● **SHORT EXERCISE**: Return all of the data exactly as written, without the pictures.

[Entries from a point annotation set]

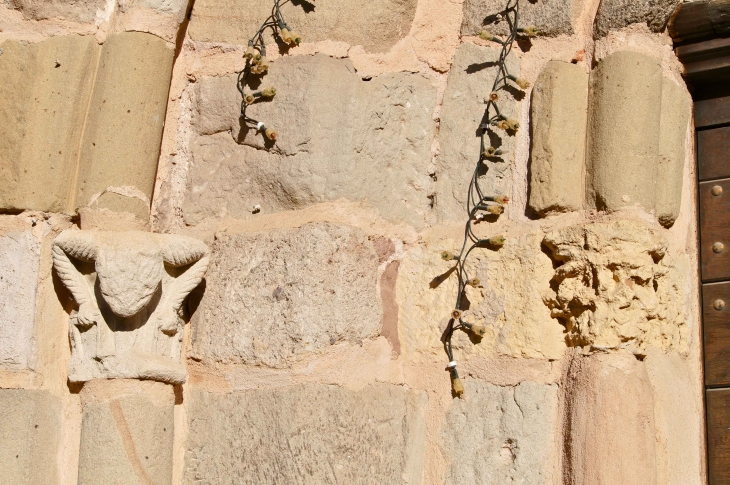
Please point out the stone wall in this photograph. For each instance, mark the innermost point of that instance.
(189, 303)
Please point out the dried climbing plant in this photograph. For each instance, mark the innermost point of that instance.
(258, 65)
(478, 204)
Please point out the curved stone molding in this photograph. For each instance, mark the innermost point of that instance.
(129, 288)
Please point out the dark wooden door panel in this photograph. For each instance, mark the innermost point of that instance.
(713, 153)
(715, 229)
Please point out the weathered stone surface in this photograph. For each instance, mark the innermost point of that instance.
(19, 264)
(377, 28)
(616, 288)
(128, 439)
(470, 81)
(129, 288)
(558, 121)
(610, 423)
(551, 17)
(42, 119)
(306, 434)
(30, 433)
(502, 434)
(121, 143)
(616, 14)
(513, 281)
(272, 298)
(339, 137)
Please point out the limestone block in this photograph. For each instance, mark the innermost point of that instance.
(273, 298)
(616, 14)
(470, 79)
(551, 17)
(306, 434)
(339, 137)
(42, 117)
(377, 27)
(121, 143)
(611, 430)
(127, 438)
(559, 112)
(129, 288)
(30, 433)
(502, 435)
(615, 287)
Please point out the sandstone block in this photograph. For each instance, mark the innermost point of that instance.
(276, 297)
(121, 144)
(30, 433)
(339, 137)
(377, 28)
(552, 18)
(502, 434)
(616, 14)
(127, 437)
(559, 110)
(611, 429)
(306, 434)
(19, 265)
(41, 120)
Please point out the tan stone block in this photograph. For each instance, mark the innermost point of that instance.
(377, 26)
(306, 434)
(30, 434)
(45, 89)
(121, 144)
(559, 113)
(610, 427)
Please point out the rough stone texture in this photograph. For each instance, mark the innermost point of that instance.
(306, 434)
(502, 434)
(19, 264)
(377, 28)
(275, 297)
(610, 424)
(121, 143)
(42, 119)
(616, 14)
(616, 288)
(127, 440)
(558, 123)
(551, 17)
(470, 79)
(513, 279)
(30, 433)
(129, 288)
(339, 137)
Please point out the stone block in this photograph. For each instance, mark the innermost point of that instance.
(121, 143)
(127, 436)
(273, 298)
(377, 28)
(19, 266)
(502, 435)
(30, 433)
(470, 79)
(559, 111)
(611, 431)
(551, 17)
(339, 137)
(42, 117)
(616, 14)
(306, 434)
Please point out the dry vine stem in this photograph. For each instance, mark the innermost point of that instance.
(258, 65)
(478, 204)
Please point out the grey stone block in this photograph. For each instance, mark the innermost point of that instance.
(307, 434)
(273, 298)
(558, 112)
(30, 436)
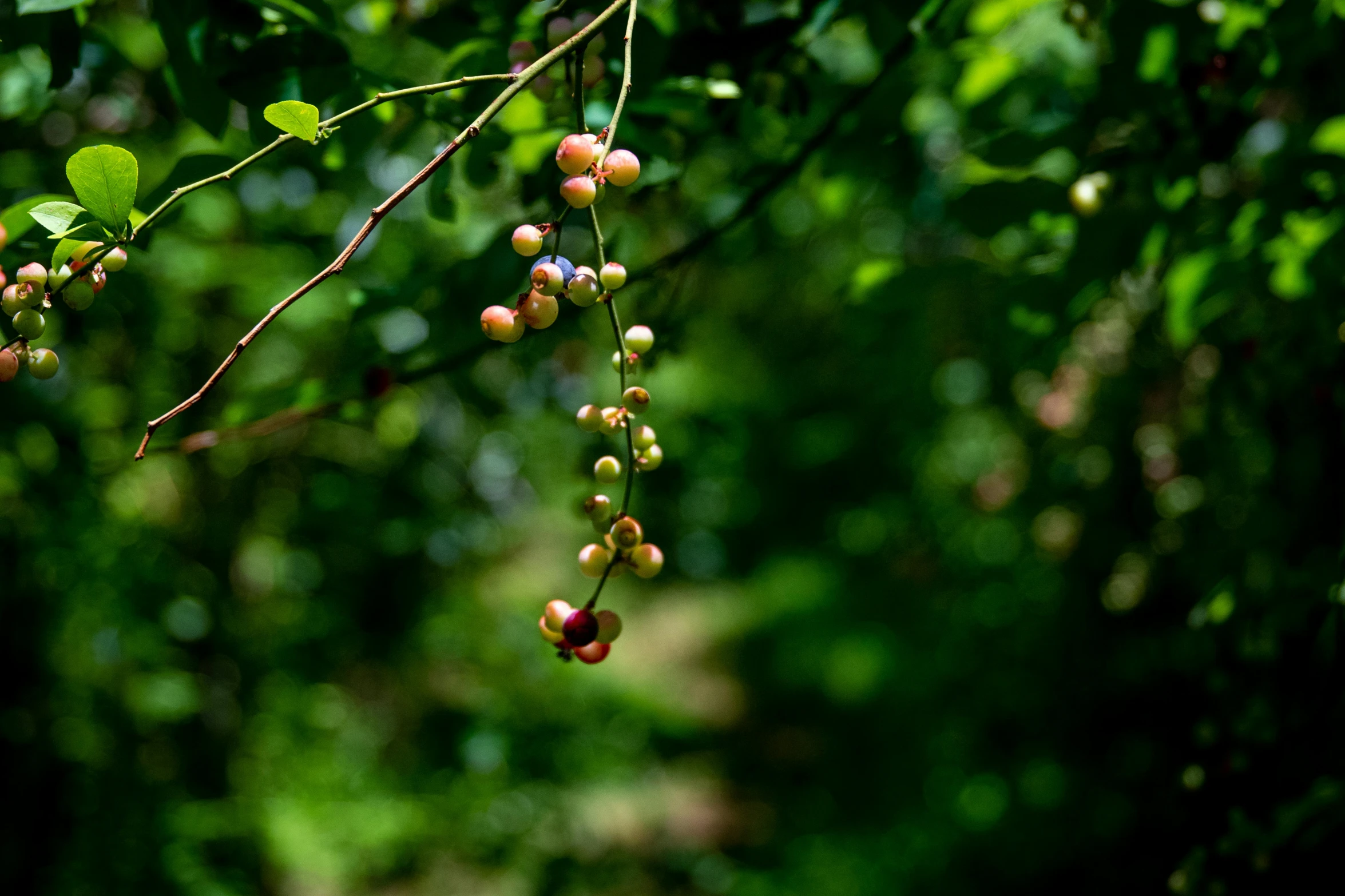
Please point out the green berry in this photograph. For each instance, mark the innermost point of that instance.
(639, 339)
(589, 418)
(30, 324)
(635, 399)
(43, 364)
(607, 469)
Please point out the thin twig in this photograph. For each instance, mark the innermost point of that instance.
(338, 265)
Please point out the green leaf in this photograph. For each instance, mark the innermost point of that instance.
(55, 217)
(293, 117)
(17, 220)
(105, 182)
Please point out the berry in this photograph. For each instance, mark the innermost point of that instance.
(556, 614)
(115, 261)
(552, 637)
(599, 508)
(623, 167)
(608, 626)
(15, 298)
(614, 420)
(575, 155)
(639, 339)
(539, 310)
(35, 274)
(30, 324)
(646, 560)
(78, 294)
(527, 240)
(592, 653)
(612, 276)
(627, 532)
(560, 261)
(635, 399)
(589, 418)
(579, 191)
(584, 289)
(593, 559)
(43, 364)
(502, 324)
(558, 30)
(607, 469)
(580, 628)
(522, 51)
(649, 460)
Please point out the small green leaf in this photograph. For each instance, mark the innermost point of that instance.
(55, 217)
(105, 182)
(293, 117)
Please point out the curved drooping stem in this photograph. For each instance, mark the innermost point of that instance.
(338, 265)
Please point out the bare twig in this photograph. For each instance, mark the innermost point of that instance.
(338, 265)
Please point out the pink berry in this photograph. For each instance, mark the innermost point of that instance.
(579, 191)
(575, 155)
(527, 240)
(593, 559)
(646, 560)
(581, 628)
(502, 324)
(625, 167)
(592, 653)
(608, 626)
(539, 310)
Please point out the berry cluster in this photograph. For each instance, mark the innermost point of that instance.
(31, 293)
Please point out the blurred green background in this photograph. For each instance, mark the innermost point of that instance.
(1001, 399)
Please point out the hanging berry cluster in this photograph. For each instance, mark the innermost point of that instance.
(588, 167)
(30, 296)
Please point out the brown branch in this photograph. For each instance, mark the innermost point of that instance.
(525, 77)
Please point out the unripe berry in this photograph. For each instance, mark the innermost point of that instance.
(646, 560)
(43, 364)
(539, 310)
(78, 294)
(580, 628)
(584, 289)
(552, 637)
(575, 155)
(30, 324)
(589, 418)
(649, 460)
(635, 399)
(639, 339)
(502, 324)
(608, 626)
(592, 653)
(556, 614)
(115, 261)
(593, 559)
(627, 532)
(527, 240)
(607, 469)
(35, 274)
(623, 167)
(612, 421)
(599, 508)
(579, 191)
(612, 276)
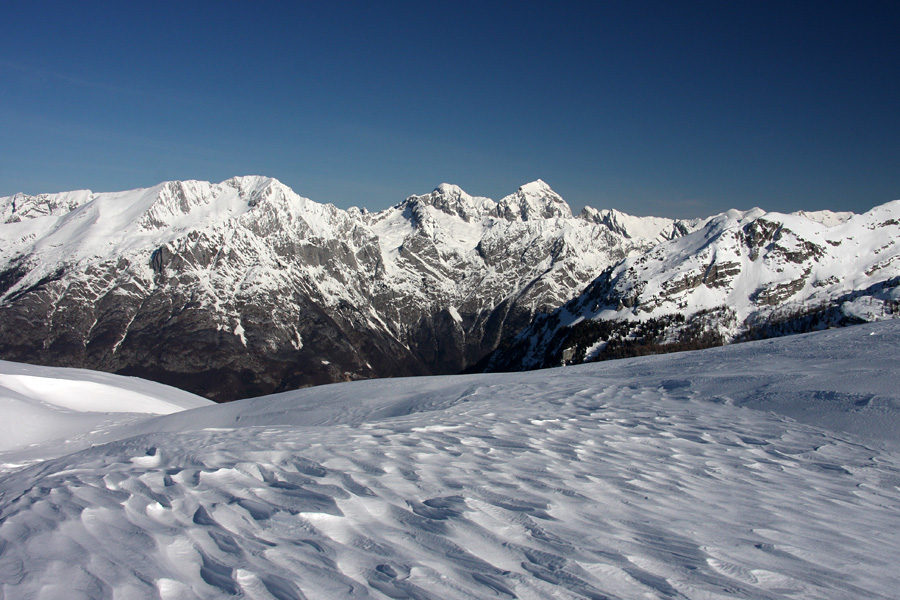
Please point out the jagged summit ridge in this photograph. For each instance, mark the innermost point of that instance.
(245, 287)
(744, 274)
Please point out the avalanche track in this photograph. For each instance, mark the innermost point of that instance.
(763, 470)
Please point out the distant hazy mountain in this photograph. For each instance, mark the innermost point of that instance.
(245, 288)
(741, 275)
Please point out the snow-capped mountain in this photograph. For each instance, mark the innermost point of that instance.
(741, 275)
(766, 470)
(244, 287)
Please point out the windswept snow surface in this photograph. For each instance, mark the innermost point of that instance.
(762, 470)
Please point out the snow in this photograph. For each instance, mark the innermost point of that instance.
(760, 470)
(45, 406)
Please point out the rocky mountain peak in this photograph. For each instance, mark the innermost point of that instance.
(454, 201)
(535, 200)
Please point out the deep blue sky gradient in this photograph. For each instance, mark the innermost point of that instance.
(667, 108)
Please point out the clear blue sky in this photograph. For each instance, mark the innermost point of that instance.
(668, 108)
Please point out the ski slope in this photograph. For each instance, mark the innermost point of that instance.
(762, 470)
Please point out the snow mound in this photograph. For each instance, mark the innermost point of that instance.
(651, 477)
(40, 404)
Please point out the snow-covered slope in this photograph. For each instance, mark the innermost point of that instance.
(50, 409)
(762, 470)
(740, 275)
(244, 287)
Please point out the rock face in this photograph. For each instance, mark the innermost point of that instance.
(245, 288)
(741, 275)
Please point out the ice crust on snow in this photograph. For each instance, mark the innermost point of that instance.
(760, 470)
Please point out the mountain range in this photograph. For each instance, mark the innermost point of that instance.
(245, 288)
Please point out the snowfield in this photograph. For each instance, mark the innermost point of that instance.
(762, 470)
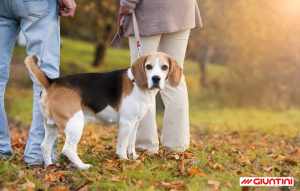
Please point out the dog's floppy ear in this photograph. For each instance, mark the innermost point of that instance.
(138, 71)
(175, 73)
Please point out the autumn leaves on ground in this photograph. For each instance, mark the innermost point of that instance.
(213, 162)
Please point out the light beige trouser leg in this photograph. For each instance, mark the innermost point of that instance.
(175, 132)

● **TASK ANSWER**:
Please point out the stone wall in this photograph. For each instance, mark the innermost point of that instance.
(189, 303)
Please point out the dried climbing plant in this photograph. For each instance, mark the innermost point of that instance.
(258, 65)
(478, 204)
Please point out the curved stone molding in this photograph. For each instance, mark the innermost point of that instance.
(129, 288)
Please point out the dark wooden door panel in this photograph. For each instance, mark the innermost point of that instance.
(713, 153)
(715, 229)
Please point out the weathered stone surface in this photograph. For each instance, mark the innermost point of that instance.
(19, 264)
(377, 28)
(616, 288)
(128, 439)
(470, 81)
(129, 288)
(558, 121)
(610, 423)
(551, 17)
(42, 119)
(306, 434)
(30, 433)
(502, 434)
(121, 143)
(616, 14)
(513, 281)
(272, 298)
(339, 137)
Please point out the limestone block in this photograph. For each instance, mark the innermost point of that instance.
(273, 298)
(616, 14)
(470, 79)
(551, 17)
(306, 434)
(339, 137)
(42, 117)
(377, 27)
(121, 143)
(611, 430)
(127, 438)
(559, 112)
(129, 288)
(30, 433)
(502, 435)
(615, 287)
Please point out the sandstone block in this photograph. For each instance, mark the innermost point of that instance.
(276, 297)
(121, 144)
(30, 433)
(339, 137)
(377, 28)
(552, 18)
(502, 434)
(616, 14)
(127, 437)
(559, 110)
(611, 429)
(306, 434)
(19, 265)
(41, 120)
Please point out the tan stone block in this photograph. For each instance, mark the innermost point of that instance.
(377, 26)
(306, 434)
(30, 434)
(45, 89)
(121, 144)
(559, 113)
(610, 427)
Please point out the rough stone texture in this photograph. For each instance, mark the innermost point of that instance.
(306, 434)
(502, 434)
(19, 264)
(377, 28)
(275, 297)
(610, 424)
(121, 143)
(42, 119)
(616, 14)
(616, 288)
(127, 440)
(558, 123)
(551, 17)
(470, 79)
(513, 279)
(30, 433)
(129, 288)
(339, 137)
Please point out the stone block in this photograph. For each instance, mark the innermost point of that instance.
(121, 143)
(127, 436)
(273, 298)
(377, 28)
(19, 266)
(502, 435)
(30, 433)
(470, 79)
(559, 111)
(611, 431)
(551, 17)
(339, 137)
(42, 117)
(616, 14)
(306, 434)
Please point out the dry vine stem in this photograph. For each instance, mark the innermost point of that instance.
(258, 65)
(478, 204)
Please point out the grey stone block in this photograph. For each instance, mark the innermost point of that instance.
(307, 434)
(273, 298)
(558, 112)
(30, 436)
Please point out the green berry in this photograph. For each instance, mark the innermost point of that instance.
(639, 339)
(589, 418)
(30, 324)
(635, 399)
(43, 364)
(607, 469)
Please point out the thin twig in this photograph. For each instance, mark the innermost point of that instance.
(338, 265)
Please point out the green leaf in this photograph. For each instance, mark the innermost point of that instance.
(55, 217)
(293, 117)
(17, 220)
(105, 182)
Please point out the berry in this photograph. For each instance, mark the innermost point of that instance.
(556, 614)
(115, 261)
(552, 637)
(599, 508)
(623, 167)
(608, 626)
(15, 298)
(614, 420)
(575, 155)
(639, 339)
(539, 310)
(35, 274)
(30, 324)
(646, 560)
(78, 294)
(527, 240)
(592, 653)
(612, 276)
(627, 532)
(560, 261)
(635, 399)
(589, 418)
(579, 191)
(584, 289)
(593, 559)
(43, 364)
(502, 324)
(558, 30)
(607, 469)
(580, 628)
(522, 51)
(649, 460)
Please point out the small green leaf in this photograph. For each instance, mark the innermost point of that instance.
(55, 217)
(105, 182)
(293, 117)
Please point out the curved drooping stem in this photograph. For each instance, mark the innermost point of that instance.
(338, 265)
Please point out the bare twig in this photograph. For each instance, mark the innermost point of that instance.
(338, 265)
Please point out the pink berry in this photograph. For each instance, mark the innermost point of that instance.
(579, 191)
(575, 155)
(527, 240)
(593, 559)
(646, 560)
(581, 628)
(502, 324)
(625, 167)
(592, 653)
(608, 626)
(539, 310)
Please point out the berry cluster in this photograph. For each instance, mark the innermost point of that instance.
(31, 293)
Please point out the blurred green background in this photograph. For each instance, mark the innermost point of that instance.
(1001, 399)
Please point out the hanging berry cluster in this photograph. For each instance, mark the innermost point of that instance.
(588, 167)
(30, 296)
Please point out the brown branch in this photograph. For each instance, mark the innermost point of that instance.
(525, 77)
Please point out the unripe berry in this photograph. For each instance, mark the innermost point of that instance.
(646, 560)
(43, 364)
(539, 310)
(78, 294)
(580, 628)
(584, 289)
(552, 637)
(575, 155)
(30, 324)
(589, 418)
(649, 460)
(635, 399)
(639, 339)
(502, 324)
(608, 626)
(592, 653)
(556, 614)
(115, 261)
(593, 559)
(627, 532)
(527, 240)
(607, 469)
(35, 274)
(623, 167)
(612, 421)
(599, 508)
(579, 191)
(612, 276)
Please point out the jagged summit ridge in this photograph. For each instance, mark the innermost point of that instance.
(245, 287)
(744, 274)
Please point out the avalanche track in this photograph. For each instance, mark the innermost point of that instance.
(763, 470)
Please point out the distant hazy mountain in this photograph. For each instance, mark the innermost point of that instance.
(245, 288)
(741, 275)
Please point out the snow-capped mountain in this photograph. For each instance, mark the innermost point of that instance.
(741, 275)
(766, 470)
(244, 287)
Please point out the windswept snow surface in this photograph. For each instance, mark the innermost point of that instance.
(762, 470)
Please point out the snow in this photograph. For each instance, mark the innermost point of that instance.
(760, 470)
(45, 406)
Please point out the rocky mountain peak in this photograph. For each instance, mark the innermost point of that instance.
(454, 201)
(535, 200)
Please point out the deep blue sky gradient in this photograph. For each instance, mark the innermost point of that instance.
(667, 108)
Please point out the clear blue sky in this photograph. For each instance, mark the innermost point of that instance.
(668, 108)
Please point out the ski slope in this photograph. For each instance, mark the innermost point of that instance.
(762, 470)
Please point out the snow mound in this photograph. For each instance, mark the innermost point of that instance.
(651, 477)
(40, 404)
Please point out the snow-covered slope in this photograph. For each instance, mark the innermost point of that instance.
(50, 409)
(762, 470)
(740, 275)
(244, 287)
Please point out the rock face in this photograph. For each instance, mark the innermost point of that instance.
(245, 288)
(741, 275)
Please point out the ice crust on snow in this photograph. For each instance, mark the innermost point of that instance.
(760, 470)
Please point out the mountain range in this photograph. For each instance, mark the innermost point of that instance.
(245, 288)
Please point out the snowfield in this photograph. For each instance, mark the innermost point of that instance.
(762, 470)
Please point out the dog's floppy ear in this photograph. For each instance, mark the innermost point of that instance.
(138, 71)
(175, 73)
Please point out the autumn leaves on ground in this photograph. For each instance, mark the innermost point of that instance.
(213, 162)
Please point out the light beige trouser leg in this photograph. For each instance, mark the innermost point of that instance.
(175, 132)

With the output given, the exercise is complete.